THE TASK = Print every entry exactly as written.

* * *

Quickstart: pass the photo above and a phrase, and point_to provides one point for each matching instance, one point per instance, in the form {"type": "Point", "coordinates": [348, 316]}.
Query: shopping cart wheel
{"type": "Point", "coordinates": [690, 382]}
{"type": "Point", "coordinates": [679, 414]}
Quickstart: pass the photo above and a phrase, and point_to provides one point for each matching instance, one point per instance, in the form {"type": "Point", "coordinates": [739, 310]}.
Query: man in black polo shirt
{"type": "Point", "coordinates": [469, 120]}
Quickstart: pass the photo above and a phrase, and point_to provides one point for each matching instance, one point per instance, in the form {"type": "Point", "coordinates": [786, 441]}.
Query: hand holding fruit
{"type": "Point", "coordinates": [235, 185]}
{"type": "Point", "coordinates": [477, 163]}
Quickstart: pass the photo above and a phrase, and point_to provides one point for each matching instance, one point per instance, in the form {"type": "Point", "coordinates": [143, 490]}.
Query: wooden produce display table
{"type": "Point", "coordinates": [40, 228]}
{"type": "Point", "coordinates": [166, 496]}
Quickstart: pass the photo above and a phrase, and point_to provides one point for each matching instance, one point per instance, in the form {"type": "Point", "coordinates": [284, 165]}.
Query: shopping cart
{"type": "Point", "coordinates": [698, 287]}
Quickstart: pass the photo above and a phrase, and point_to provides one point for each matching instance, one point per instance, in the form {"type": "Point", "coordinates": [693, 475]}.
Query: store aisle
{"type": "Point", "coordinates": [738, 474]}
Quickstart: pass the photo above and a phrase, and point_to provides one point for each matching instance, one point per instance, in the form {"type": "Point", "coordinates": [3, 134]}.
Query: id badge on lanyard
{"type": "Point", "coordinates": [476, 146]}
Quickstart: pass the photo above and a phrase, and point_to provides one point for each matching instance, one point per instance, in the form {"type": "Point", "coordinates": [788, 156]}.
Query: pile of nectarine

* * *

ANSWER IN FULL =
Quickstart: pass the photo above and a phrase, and point_to provides one point for each matching instance, one point per instance, in the form {"type": "Point", "coordinates": [348, 316]}.
Query: shopping cart wheel
{"type": "Point", "coordinates": [690, 382]}
{"type": "Point", "coordinates": [679, 414]}
Quickstart: pass the photo above and a phrase, and point_to provides one point for each matching instance, one point per instance, in the form {"type": "Point", "coordinates": [739, 310]}.
Query: man in black polo shirt
{"type": "Point", "coordinates": [469, 120]}
Quickstart: pass the photo above and a phrase, and point_to provides one point for each matching instance, one point per instance, in the form {"type": "Point", "coordinates": [786, 441]}.
Query: hand holding fruit
{"type": "Point", "coordinates": [235, 185]}
{"type": "Point", "coordinates": [477, 163]}
Quickstart: pass the photo above and a phrase, and point_to provides one point for each matching instance, one point per instance, in the form {"type": "Point", "coordinates": [143, 490]}.
Query: wooden produce display table
{"type": "Point", "coordinates": [40, 228]}
{"type": "Point", "coordinates": [166, 496]}
Quickstart: pass the photo above and a phrase, and point_to provides one point for each matching instance, one point per instance, in the form {"type": "Point", "coordinates": [284, 165]}.
Query: shopping cart
{"type": "Point", "coordinates": [698, 287]}
Quickstart: pass the photo above and a phrase, and point_to provides one point for each matching instance, one point per instance, in the form {"type": "Point", "coordinates": [693, 475]}.
Query: store aisle
{"type": "Point", "coordinates": [738, 474]}
Quickstart: pass the photo above and a phrase, and point_to provides one point for each matching instance, one point per instance, in the form {"type": "Point", "coordinates": [3, 134]}.
Query: id badge on lanyard
{"type": "Point", "coordinates": [476, 146]}
Quickstart: pass the photo above and a phrase, and point_to provides one point for each matching instance, one point per instance, in the form {"type": "Point", "coordinates": [788, 156]}.
Query: pile of nectarine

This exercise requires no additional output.